ПРЕДОСТАВЛЕННЫЙ ОТРЫВОК:
::::::::::
То, что на бюрократическом языке называлось «реорганизацией», на деле стало преступлением (разумеется, неподсудным, как и большинство преступлений, совершаемых российским чиновничеством всех времен): разрушением художественной структуры, единственной в своем роде. Васильев создал особую модель театра, где конечный «продукт» - серия спектаклей для зрителя - лишь итог неимоверно сложной и долгой лабораторной работы. До того как зайдет речь о сценическом существовании спектакля, Васильев и его ученики должны выстроить систему тонких связей, балансов, пульсаций, создать внутренний мир театрального произведения, наладить его потаенную, «эмбриональную», если угодно, жизнь. Аналогия с вынашиванием плода здесь как нельзя уместна: спектакль в «Школе драматического искусства» именно вынашивается, внутри театра. «Беременность» может быть очень длительной: так, спектакль по «Илиаде» начал расти из тренировочных упражнений «Школы» еще в начале 90-х, а чудесную «Песнь XXIII (Погребение Патрокла. Игры)» зрители увидели весной 2004 года. Работа замирала, начиналась заново, вбирала новых участников и новые смыслы, но только это, когда спектакль «медленно растет как бы шатер иль храм», и есть для Васильева настоящая театральная работа. Она велась в Студии на Поварской. Отобрать у «Школы» студию было все равно, что вырезать у женщины матку. Впрочем, стоит ли ломиться в открытую дверь: люди, которые губили «Школу» накануне ее двадцатилетия, понимали, что делают.

Васильев мог ответить только одним - спектаклем, в котором гибель его театра и гибель мира оказались не то чтобы равнозначны, но, говоря языком математики, конгруэнтны. Все разговоры о «творческом кризисе» режиссера, об исчерпанности его сил, «Дон Жуан мертв» пресекает: это спектакль фантастической красоты и мощи. Он художественно безупречен и вместе с тем переполнен такой болью, какая в принципе не поддается эстетизации.

Ясперс писал: «Христианской трагедии не существует, ибо идея Искупления несовместима с трагической безвыходностью». Спектакль Васильева, возможно, и есть «христианская трагедия». Взаимоисключающие вещи - мистериальная природа действа и интенция безвыходности, неподдельное страдание и беспощадный глум - соединяются здесь превосходным, хотя и терзающим зрителя (а еще более - режиссера) образом. Васильев словно стремится вывернуть наизнанку и смысл каждой сцены, и свои театральные открытия. В программке знаком этого стремления стали цитаты из «Божественной комедии», тоже словно бы перевернувшейся и ведущей теперь обратно, из Рая в Ад. То, что происходит в середине, в Чистилище: «Крапива скорби так меня сжигала,/ Что, чем сильней я что-либо любил,/ Тем ненавистней это мне предстало», отвечает, вероятно, личным переживаниям режиссера.
::::::::::
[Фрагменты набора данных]
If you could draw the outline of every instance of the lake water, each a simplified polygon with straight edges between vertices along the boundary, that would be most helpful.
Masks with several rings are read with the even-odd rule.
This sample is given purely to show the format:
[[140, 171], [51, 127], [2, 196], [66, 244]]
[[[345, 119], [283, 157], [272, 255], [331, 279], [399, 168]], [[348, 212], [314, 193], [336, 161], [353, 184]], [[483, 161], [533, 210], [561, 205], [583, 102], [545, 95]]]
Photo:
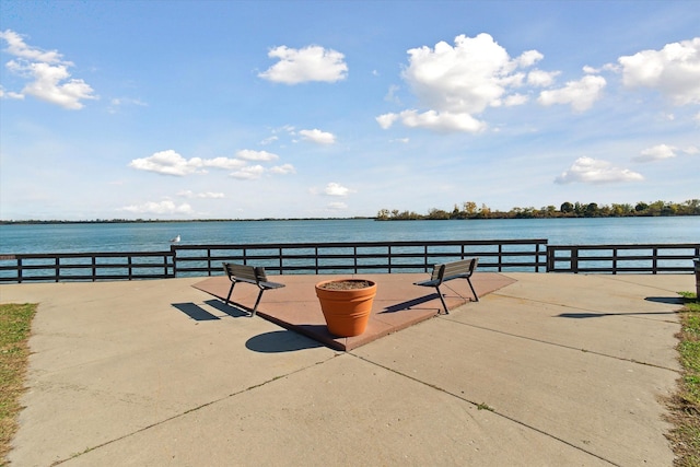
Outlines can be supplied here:
[[546, 238], [550, 245], [700, 243], [700, 217], [225, 221], [0, 225], [0, 254], [162, 252], [180, 244]]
::::::::::
ОПИСАНИЕ ЗАДАНИЯ: Переведите, пожалуйста, на английский язык предложение из отрывка о театре Васильева: «Спектакль Васильева, возможно, и есть «христианская трагедия».»

РЕЗУЛЬТАТ ЗАДАНИЯ: Vasilyev's production may well be that very "Christian tragedy."